[WHAT THE TASK ASKS] Turn the listing below into a two-column CSV with the header row instruction,response. Each answer gets its own row, with the text that asks for it in the first field and the answer in the second. Wrap both fields in double quotes and replace any line breaks with spaces.

[DATA FOR THE TASK]
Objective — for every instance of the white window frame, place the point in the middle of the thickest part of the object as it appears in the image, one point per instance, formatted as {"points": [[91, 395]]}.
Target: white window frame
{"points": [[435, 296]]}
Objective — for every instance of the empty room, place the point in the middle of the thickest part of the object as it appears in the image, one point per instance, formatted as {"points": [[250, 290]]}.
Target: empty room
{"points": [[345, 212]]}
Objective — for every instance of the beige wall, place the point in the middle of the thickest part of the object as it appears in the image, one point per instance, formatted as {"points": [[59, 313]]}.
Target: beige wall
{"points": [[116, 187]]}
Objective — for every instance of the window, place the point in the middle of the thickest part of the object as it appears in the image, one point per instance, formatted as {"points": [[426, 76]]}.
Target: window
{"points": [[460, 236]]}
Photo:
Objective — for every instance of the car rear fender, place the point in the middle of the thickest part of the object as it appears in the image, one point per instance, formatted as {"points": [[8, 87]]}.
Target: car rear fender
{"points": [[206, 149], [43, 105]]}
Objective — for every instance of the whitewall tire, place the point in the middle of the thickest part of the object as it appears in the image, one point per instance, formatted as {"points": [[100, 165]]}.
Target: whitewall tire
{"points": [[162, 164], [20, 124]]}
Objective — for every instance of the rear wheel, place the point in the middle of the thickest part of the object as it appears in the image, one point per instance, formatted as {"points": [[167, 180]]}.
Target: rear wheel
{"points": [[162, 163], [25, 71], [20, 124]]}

[EXPECTED ANSWER]
instruction,response
"Objective — for every instance of the white window frame, place the point in the middle of the thickest part of the object as it appears in the image, one point per instance, formatted as {""points"": [[91, 395]]}. Target: white window frame","{""points"": [[435, 296]]}"
"Objective — for every instance of the empty room, place the point in the middle of the thickest part of the object as it appears in the image, one point per instance, formatted as {""points"": [[250, 290]]}. Target: empty room","{""points"": [[345, 212]]}"
"Objective — for every instance of the beige wall, place the point in the middle of the thickest part of the object as it appears in the image, one point per instance, formatted as {""points"": [[59, 313]]}. Target: beige wall","{""points"": [[116, 187]]}"
"Objective — for every instance of the window, place the point in the middle of the thickest part of the object as it appears in the image, one point per instance, formatted as {""points"": [[426, 76]]}. Target: window","{""points"": [[460, 236]]}"
"Photo: Objective — for every instance of the car rear fender, place the point in the middle of the thickest part of the object as it appears in the image, one point per instance, formatted as {""points"": [[8, 87]]}. Target: car rear fender","{""points"": [[206, 149], [43, 105]]}"
"Objective — for every instance of the whitewall tire, place the point in the middle of the thickest part of the object as it appears in the image, one point per instance, formatted as {""points"": [[100, 165]]}. Target: whitewall tire","{""points"": [[162, 164], [20, 124]]}"
"Objective — for every instance of the rear wheel, place the point in the middle of the thickest part of the object as it appears in the image, one point per instance, formatted as {""points"": [[167, 180]]}. Target: rear wheel","{""points"": [[162, 163], [25, 71], [20, 124]]}"